■ Source document ■
From Christine Acen in Kampala
Human rights activists are criticising the manner at which police reacted to the opposition protesters on Monday. Mr. Ssewanyana of Foundation for Human Rights Initiative said that the protests were genuinely carried out and added that “the most important thing is whether the people are feeling the pinch and yet they don’t see the state taking any action or measures. What we want is a responsive state and not a state fighting protesters”.
Following Monday’s walk to work protest organised by the opposition leaders, the police brutally arrested opposition strongmen who walked to work. FDC leader, Dr. Kizza Besigye left his home in Kasangati with two aides and walked past the first group of police officers moving in the opposite direction who said nothing to him, he then moved on and met another group of police officers moving in the opposite direction and they moved past him but one of them came back and stopped him and asked him why he is walking to work and asked him to use the means he uses daily. According to Besigye, he told the policeman that “Nobody has a right to stop me from going to earn. You earn from my taxes.”
At this point, a group of policemen surrounded him and threw him on the stand by police truck and took him to Kasangati Police station where he was detained. While on the truck, Rev.Fr. Anthony Musaaala prayed to God for him and others who were being oppressed and said that Uganda is on the cross and will be crucified. In his prayer, he said that Jesus came to set the prisoners and the oppressed free and prayed for the country too asking for apology. On reaching kasangati police station, Besigye refused to alight and was carried out of the police truck into the police station.

■ Recorded information ■
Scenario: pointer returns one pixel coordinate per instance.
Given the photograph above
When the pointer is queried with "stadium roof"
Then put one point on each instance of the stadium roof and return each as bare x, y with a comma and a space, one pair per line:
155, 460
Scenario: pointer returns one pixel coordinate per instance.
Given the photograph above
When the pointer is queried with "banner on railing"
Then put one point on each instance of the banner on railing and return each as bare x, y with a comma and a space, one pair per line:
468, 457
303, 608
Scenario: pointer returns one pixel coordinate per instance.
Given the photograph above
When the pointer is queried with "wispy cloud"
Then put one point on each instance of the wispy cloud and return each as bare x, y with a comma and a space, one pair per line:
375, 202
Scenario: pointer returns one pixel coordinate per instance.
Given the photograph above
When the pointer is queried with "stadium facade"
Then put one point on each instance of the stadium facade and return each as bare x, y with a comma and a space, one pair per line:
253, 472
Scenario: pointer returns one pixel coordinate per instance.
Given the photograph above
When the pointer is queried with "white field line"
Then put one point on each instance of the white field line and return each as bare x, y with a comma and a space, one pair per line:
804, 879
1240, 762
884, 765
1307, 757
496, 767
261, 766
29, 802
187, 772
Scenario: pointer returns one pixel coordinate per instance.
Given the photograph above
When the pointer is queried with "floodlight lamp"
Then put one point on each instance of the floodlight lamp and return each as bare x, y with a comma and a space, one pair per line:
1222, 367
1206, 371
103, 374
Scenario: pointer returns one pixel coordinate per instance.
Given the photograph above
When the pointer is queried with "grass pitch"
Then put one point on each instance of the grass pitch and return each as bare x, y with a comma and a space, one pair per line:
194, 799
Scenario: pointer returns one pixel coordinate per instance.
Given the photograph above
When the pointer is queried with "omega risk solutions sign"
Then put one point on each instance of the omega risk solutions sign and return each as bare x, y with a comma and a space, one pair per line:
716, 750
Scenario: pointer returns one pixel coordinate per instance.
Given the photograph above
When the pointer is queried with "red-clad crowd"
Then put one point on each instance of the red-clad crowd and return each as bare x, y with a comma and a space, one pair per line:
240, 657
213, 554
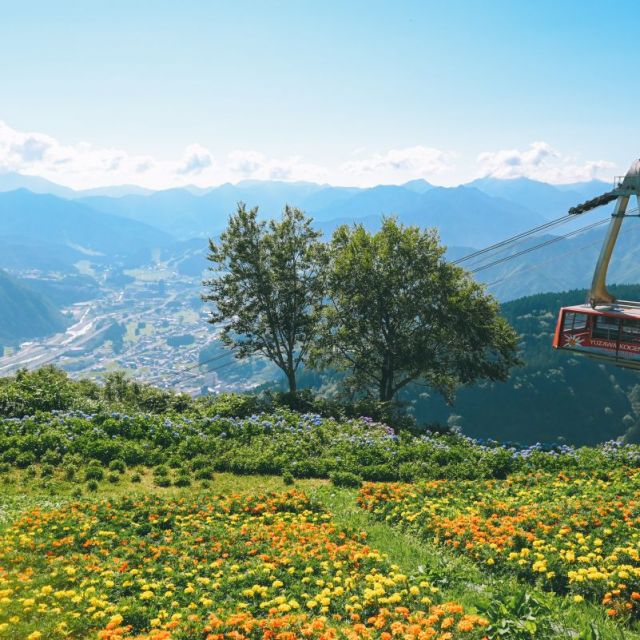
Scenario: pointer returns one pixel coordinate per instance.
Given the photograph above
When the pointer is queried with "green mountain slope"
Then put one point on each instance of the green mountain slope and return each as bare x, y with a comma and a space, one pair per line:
25, 314
554, 395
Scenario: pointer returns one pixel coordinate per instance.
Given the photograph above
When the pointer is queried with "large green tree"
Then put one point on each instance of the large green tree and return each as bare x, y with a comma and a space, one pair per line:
400, 314
267, 286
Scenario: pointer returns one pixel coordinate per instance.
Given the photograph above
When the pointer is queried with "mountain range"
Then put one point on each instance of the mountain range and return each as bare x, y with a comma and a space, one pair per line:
25, 313
51, 228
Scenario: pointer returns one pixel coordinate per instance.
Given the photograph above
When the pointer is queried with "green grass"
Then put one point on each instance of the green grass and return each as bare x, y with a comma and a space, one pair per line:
458, 578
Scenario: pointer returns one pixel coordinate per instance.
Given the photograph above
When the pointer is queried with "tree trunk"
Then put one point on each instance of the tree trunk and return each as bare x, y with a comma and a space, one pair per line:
291, 377
385, 389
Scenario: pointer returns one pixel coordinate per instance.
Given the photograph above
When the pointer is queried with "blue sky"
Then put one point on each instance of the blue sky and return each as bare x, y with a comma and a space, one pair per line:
164, 93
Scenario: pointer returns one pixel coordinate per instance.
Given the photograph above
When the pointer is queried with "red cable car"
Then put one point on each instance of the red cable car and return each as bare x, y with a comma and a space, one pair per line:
611, 334
605, 329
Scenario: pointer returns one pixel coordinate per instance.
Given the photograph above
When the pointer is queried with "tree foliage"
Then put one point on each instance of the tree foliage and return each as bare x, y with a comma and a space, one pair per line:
267, 286
400, 314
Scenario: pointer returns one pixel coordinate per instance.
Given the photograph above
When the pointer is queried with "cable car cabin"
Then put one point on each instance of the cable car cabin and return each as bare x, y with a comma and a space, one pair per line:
611, 334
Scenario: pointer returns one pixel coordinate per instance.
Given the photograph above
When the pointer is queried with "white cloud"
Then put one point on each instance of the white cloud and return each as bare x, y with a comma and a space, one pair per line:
82, 165
255, 165
196, 159
400, 164
541, 162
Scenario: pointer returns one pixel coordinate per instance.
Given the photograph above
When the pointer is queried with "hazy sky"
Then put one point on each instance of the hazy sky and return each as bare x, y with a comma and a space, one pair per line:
166, 93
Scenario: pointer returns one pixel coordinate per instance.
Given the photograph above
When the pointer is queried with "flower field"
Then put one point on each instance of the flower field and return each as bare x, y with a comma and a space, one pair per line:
575, 534
234, 566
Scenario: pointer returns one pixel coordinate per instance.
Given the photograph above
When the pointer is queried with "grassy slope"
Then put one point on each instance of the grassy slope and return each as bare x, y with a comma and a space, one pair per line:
458, 578
24, 313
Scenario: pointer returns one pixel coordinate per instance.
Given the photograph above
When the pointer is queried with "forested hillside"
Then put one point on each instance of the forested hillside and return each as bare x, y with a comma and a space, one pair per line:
24, 313
553, 395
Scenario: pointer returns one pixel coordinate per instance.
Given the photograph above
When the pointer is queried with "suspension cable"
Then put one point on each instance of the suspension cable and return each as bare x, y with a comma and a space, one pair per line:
540, 245
519, 236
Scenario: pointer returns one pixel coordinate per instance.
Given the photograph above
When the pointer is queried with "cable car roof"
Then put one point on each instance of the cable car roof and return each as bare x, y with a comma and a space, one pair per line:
618, 309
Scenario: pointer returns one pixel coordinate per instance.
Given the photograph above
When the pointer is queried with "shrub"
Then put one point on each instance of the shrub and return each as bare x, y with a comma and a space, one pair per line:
161, 471
117, 466
345, 479
52, 456
204, 473
47, 470
94, 472
70, 472
25, 459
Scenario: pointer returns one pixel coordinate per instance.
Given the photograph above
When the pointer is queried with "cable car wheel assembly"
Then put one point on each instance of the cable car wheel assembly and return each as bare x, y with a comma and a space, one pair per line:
605, 328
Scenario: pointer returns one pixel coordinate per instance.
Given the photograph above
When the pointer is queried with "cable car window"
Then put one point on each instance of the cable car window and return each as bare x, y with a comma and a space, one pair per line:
630, 331
574, 322
606, 328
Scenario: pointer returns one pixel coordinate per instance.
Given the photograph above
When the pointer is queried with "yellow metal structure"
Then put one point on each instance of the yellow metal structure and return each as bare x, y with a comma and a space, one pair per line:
625, 188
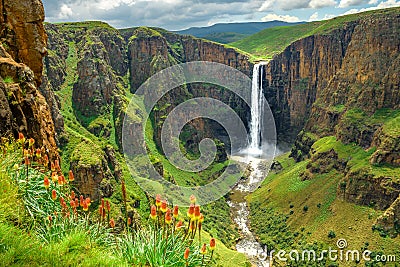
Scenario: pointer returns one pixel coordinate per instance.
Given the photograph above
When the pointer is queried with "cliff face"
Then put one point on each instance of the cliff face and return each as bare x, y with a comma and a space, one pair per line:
316, 80
23, 33
345, 84
23, 108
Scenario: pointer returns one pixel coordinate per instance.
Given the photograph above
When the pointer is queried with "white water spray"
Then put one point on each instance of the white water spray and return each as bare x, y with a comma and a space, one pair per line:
256, 110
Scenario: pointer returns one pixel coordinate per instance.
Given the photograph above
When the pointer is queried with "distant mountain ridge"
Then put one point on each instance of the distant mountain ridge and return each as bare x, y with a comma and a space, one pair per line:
230, 32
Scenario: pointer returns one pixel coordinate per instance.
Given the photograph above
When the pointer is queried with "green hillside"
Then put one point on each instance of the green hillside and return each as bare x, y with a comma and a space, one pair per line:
269, 42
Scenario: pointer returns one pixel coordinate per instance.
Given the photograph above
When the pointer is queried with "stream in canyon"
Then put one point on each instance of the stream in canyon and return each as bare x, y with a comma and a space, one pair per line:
256, 158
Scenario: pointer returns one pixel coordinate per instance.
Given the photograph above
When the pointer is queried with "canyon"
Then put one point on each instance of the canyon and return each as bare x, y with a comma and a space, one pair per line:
339, 88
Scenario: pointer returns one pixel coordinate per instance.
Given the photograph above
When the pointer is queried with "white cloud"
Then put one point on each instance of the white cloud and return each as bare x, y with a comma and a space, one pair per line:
383, 4
65, 12
321, 3
347, 3
287, 18
387, 4
313, 17
267, 5
328, 16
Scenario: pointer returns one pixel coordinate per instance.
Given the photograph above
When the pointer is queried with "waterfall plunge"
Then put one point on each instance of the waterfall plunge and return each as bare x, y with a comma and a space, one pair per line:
257, 106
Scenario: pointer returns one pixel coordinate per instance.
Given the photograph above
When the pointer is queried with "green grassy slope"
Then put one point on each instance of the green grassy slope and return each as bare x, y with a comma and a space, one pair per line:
269, 42
290, 212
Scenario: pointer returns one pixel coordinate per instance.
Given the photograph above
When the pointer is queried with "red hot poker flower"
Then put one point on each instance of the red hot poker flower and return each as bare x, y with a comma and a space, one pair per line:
191, 211
212, 244
108, 207
71, 176
158, 200
203, 249
168, 218
197, 212
21, 138
176, 212
112, 223
179, 225
54, 194
81, 200
85, 206
186, 254
46, 182
164, 206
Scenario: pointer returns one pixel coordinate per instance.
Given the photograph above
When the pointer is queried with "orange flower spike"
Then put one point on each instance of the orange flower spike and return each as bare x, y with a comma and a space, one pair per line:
54, 177
203, 249
57, 164
192, 199
112, 223
191, 211
38, 153
179, 225
164, 206
201, 219
197, 213
81, 201
31, 142
168, 218
176, 212
212, 244
60, 182
101, 211
46, 160
153, 212
87, 200
186, 254
85, 206
46, 182
21, 138
62, 201
54, 194
104, 213
108, 207
192, 226
71, 177
158, 200
63, 179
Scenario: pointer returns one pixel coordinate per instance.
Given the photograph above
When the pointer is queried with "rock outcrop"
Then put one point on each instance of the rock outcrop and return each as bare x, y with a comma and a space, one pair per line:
92, 173
317, 79
23, 108
23, 34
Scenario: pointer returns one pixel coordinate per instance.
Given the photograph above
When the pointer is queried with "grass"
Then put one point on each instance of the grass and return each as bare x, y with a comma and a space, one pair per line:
269, 42
279, 216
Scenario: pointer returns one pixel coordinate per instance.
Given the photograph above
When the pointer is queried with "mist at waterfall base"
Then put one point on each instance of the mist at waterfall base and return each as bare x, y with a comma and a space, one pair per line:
257, 146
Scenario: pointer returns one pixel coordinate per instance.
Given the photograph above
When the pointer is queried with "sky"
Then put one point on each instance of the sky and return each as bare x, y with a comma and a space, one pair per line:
182, 14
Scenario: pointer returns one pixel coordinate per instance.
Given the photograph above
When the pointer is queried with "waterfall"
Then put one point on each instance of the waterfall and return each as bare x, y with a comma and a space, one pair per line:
257, 106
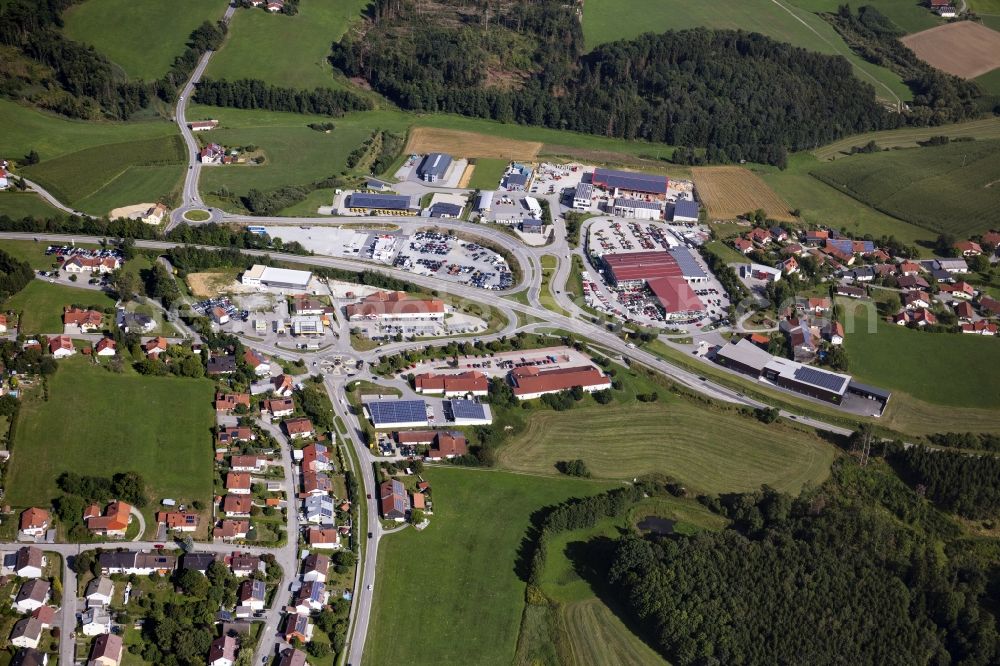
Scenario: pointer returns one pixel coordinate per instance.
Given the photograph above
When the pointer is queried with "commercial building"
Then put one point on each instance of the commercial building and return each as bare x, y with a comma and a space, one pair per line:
627, 183
434, 167
382, 204
276, 278
637, 208
529, 382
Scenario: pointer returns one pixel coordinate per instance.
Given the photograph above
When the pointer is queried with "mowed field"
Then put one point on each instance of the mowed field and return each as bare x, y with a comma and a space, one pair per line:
946, 369
456, 582
141, 36
709, 451
469, 144
963, 48
288, 51
97, 422
610, 20
954, 188
730, 191
41, 304
101, 178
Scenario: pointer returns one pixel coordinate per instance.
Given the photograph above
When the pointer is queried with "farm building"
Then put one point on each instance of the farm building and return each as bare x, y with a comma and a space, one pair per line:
625, 183
434, 167
277, 278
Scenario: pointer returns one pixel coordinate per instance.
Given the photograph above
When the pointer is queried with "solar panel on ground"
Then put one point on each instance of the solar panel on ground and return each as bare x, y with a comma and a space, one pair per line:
397, 411
824, 380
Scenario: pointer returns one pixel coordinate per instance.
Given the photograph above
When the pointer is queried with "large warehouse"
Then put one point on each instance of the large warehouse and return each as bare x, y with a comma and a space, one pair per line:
625, 183
276, 278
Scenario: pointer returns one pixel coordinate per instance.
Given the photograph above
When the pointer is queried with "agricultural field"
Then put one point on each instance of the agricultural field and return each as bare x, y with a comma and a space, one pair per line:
986, 128
730, 191
157, 426
26, 204
41, 304
944, 369
720, 452
471, 613
121, 30
944, 188
610, 20
101, 178
487, 174
287, 51
963, 48
469, 144
818, 203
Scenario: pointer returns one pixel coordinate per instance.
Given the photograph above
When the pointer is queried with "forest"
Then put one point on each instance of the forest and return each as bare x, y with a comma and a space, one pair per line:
844, 574
966, 484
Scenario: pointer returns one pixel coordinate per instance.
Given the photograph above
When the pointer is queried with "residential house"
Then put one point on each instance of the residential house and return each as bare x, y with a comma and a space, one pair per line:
393, 500
222, 651
178, 521
237, 506
231, 530
112, 522
61, 346
29, 562
323, 538
299, 428
107, 651
34, 522
32, 594
27, 633
106, 347
315, 568
99, 591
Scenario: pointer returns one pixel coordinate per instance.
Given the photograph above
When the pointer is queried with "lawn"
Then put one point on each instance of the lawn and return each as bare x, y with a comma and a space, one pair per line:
41, 304
457, 580
26, 204
288, 51
946, 369
487, 174
53, 135
711, 451
104, 177
821, 204
610, 20
122, 30
943, 188
97, 422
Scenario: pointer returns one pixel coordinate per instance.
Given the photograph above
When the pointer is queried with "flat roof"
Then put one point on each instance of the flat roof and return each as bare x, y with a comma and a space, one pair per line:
745, 353
631, 180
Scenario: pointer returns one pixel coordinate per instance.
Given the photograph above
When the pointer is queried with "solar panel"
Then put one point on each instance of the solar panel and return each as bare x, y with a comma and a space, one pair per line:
466, 409
397, 411
816, 377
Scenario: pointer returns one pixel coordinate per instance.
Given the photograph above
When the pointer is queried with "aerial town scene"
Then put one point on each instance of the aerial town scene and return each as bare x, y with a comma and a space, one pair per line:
617, 332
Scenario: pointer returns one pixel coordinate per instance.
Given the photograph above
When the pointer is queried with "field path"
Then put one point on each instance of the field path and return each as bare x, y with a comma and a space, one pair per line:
798, 18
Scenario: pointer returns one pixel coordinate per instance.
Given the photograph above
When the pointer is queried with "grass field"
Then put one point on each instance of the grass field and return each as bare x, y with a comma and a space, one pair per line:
97, 422
819, 203
101, 178
469, 144
944, 188
53, 136
487, 174
947, 369
610, 20
288, 51
457, 579
26, 204
713, 452
731, 191
122, 30
987, 128
41, 304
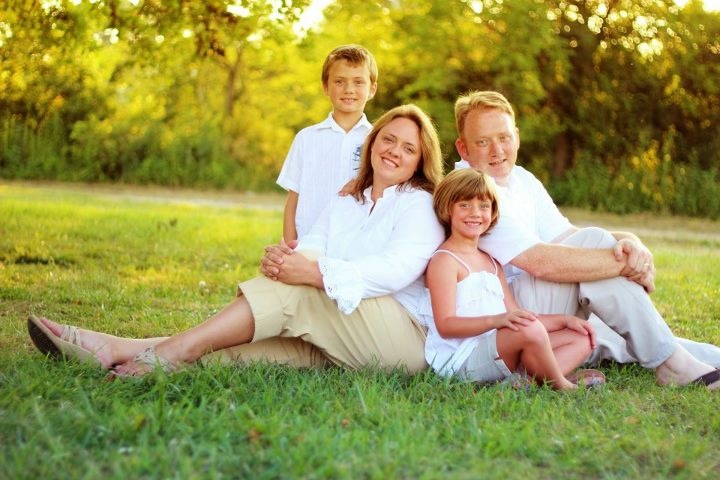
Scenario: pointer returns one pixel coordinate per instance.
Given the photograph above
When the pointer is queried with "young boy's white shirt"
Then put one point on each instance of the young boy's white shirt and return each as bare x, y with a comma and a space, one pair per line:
321, 160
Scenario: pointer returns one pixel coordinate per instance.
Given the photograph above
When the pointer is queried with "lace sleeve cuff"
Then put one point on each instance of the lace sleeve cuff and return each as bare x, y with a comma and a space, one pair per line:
343, 283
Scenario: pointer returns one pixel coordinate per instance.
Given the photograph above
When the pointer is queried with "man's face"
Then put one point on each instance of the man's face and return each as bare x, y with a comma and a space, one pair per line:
490, 142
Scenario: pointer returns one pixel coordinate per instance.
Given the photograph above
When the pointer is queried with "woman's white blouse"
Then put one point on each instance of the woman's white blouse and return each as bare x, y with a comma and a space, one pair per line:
373, 250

■ To be done ■
a – Count the lines in the rows that contain the string "large", treating uppercase and lowercase as different, and reply with the number alone.
b – Pick up the news article on the walk-to-work protest arrests right after its final sentence and write the next portion.
The news article and the rows are unrelated and should be treated as separate material.

■ Final results ■
a – 4

b –
He was later taken to Kasangati Magistrates court to answer charges preferred against him (inciting violence which included blocking the road, disobeying police orders and throwing stones at security). His lawyer, David Mpanga appeared with sureties and was released on bail. After his release, he addressed a crowd narrating to them his story. He told them:
“when I walked to work, I got police blocking the road and I asked them whether I was committing any offence. They said no but said that my walk causes incitement. I told them that I was going to work and they told me that I should use the means I normally use to go to work so I told them that I had a right to choose what means I use to go to work. I also don’t tell people to walk to work but some did. You have seen some people drive to work, some rode to work but some chose to work and no one asked them to walk to work”.
Besigye went on to tell the crowd waiting for him outside the court that:
“when I got to court, I was charged with two offenses: the first one is ‘why I sat on the road’ and the second one is ‘why I walked to work’.
He told the crowd that they will walk to work on Tuesday and that on Thursday there will be a countrywide walk to work.
Conservative leader, Ken Lukyamuzi was placed under house arrest while Democratic Party Leader, Nobert Mao was picked shortly after. Mao said that his team was tear gassed and the police used an unnecessary high level of force to disperse a peaceful crowd. At first, Mao agreed with the police to sit in the truck but later ran though not for long. When he was arrested, he demanded to know under what law he was being held. He was arrested together with his publicist and taken to Kira Road Police Station. Olara Otunnu, the Uganda People’s Congress party leader, arrived at the police station shortly after but he too was denied access. His supporters gathered around the police station and lost patience while waiting for their leader and got involved in running battles with the police. Later in the evening, Mao and others arrested were taken to Kampala City Council Court but the magistrate dismissed charges against them and released them.
Others arrested and charged with unlawful society and disturbance of public peace and order included Wafula Oguttu, Jack Sabitti, Abdu Katuntu, Busingye Phiona, Kansiime Peace. A journalist was also injured in the scuffle involving police spokesperson, Judith Nabakoba and journalist photographers who said they were being pushed and harassed by police.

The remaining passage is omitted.